肝细胞癌（HCC）的磁共振成像（MRI）诊断几乎采用非肝癌细胞靶向对比剂，对肿瘤早期确诊仍存在较大困难。本项目设想在前期肝细胞靶向研究基础上，进一步研发针对肝癌细胞靶向特异对比剂。构想如下：利用对特定肝癌细胞具有明显特异靶向性的A54多肽修饰经聚乙二醇（PEG）化的固体脂质纳米粒(SLN)，并用超小超顺磁性氧化铁（USPIO）纳米粒进行靶向标记，构建对肝癌细胞具有外源性特异靶向作用的分子探针A54-PEG-SLN-USPIO。通过离子相互作用结合经AFP启动子启动的铁蛋白基因载体即AFP-Fth（内源性肝癌细胞靶向作用），构建肝癌细胞特异靶向双源性MR分子探针（A54-PEG-SLN-USPIO/AFP-Fth）。以肝癌细胞及肝癌裸鼠原位移植瘤为模型，进行体内外MRI分子靶向研究，验证该探针的靶向性。本项目的研究结果有望提升HCC的早期诊断率，实现HCC分子水平早期特异性诊断。

The MRI imaging for hepatocellular carcinoma (HCC) diagnosis almost all used non-hepatoma cells targeted contrast agents, and there was still a great difficulty in the early diagnosis of HCC. In this project, the hepatoma cells targeting specific contrast agent was further developed on the basis of the previous studies of hepatocyte targeting. As follows: A54 peptide which indicated excellent binding ability to hepatoma cells was utilized to modify the solid lipid nanoparticles (SLN) after PEGylation, and the superparamagnetic iron oxide nanoparticles (USPIO) was used to mark targeted. Then to synthesize the molecular probe A54-PEG-SLN-USPIO with the capability of exogenous hepatoma cells targeted. Combining with the ferritin gene carrier promoted by AFP promoter, namely AFP-Fth, by ions interaction (endogenous hepatoma cells targeted) and further to synthesize the molecular probe (A54-PEG-SLN-USPIO/AFP-Fth) with capability of bidirectional hepatoma cells targeted. Take specific hepatoma cells and nude mice with orthotopic transplantation of liver cancer as models, to study the MR molecularly targeted imaging in vitro and in vivo, respectively, and further to validate the capacity of the probe targeting with hepatoma cells. The findings of this project is expected to increase the rate of early diagnosis of HCC. Meanwhile, the research aims to achieve early and specific diagnosis of HCC at the molecular level.

▶ _练习目标_:
判断下面三句话是否符合上面的阅读选段，每句回答"是"或"否"，并原样引用阅读选段中起决定作用的原话。(a) 这个探针用超小超顺磁性氧化铁纳米粒做靶向标记。(b) 这项研究只用肝癌细胞做体外实验，不做动物实验。(c) AFP-Fth 是靠共价键和 A54-PEG-SLN-USPIO 结合在一起的。

▶ _摘录数据_:
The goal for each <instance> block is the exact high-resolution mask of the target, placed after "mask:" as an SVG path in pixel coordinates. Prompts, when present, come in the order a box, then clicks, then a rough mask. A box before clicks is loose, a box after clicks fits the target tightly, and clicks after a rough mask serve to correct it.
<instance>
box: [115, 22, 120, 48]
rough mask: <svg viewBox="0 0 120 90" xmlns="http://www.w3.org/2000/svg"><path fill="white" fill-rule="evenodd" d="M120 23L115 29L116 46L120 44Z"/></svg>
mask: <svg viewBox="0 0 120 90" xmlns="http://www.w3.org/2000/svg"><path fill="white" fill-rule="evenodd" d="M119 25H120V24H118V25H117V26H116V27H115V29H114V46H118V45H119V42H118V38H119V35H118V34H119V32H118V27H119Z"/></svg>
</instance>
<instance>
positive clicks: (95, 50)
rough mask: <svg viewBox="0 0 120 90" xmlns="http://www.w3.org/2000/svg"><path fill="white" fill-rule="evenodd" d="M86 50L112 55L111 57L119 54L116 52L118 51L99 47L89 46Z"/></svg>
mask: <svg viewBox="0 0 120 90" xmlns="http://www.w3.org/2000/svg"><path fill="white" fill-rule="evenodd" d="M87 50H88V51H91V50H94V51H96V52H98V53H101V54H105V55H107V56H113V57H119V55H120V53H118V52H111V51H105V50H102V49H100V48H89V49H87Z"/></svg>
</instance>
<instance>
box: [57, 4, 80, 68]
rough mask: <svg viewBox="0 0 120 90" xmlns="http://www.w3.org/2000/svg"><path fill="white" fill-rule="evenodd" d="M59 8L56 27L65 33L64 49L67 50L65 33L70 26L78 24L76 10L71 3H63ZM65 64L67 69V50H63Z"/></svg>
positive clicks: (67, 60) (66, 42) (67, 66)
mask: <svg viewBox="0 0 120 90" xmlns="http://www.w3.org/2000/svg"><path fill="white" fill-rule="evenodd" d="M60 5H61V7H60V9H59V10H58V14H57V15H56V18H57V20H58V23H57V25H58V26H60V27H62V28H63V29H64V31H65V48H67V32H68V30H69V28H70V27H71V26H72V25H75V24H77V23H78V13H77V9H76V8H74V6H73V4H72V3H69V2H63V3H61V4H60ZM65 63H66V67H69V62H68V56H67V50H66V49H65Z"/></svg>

▶ _任务结果_:
(a) 是。"并用超小超顺磁性氧化铁（USPIO）纳米粒进行靶向标记"
(b) 否。"以肝癌细胞及肝癌裸鼠原位移植瘤为模型，进行体内外MRI分子靶向研究"
(c) 否。"通过离子相互作用结合经AFP启动子启动的铁蛋白基因载体即AFP-Fth"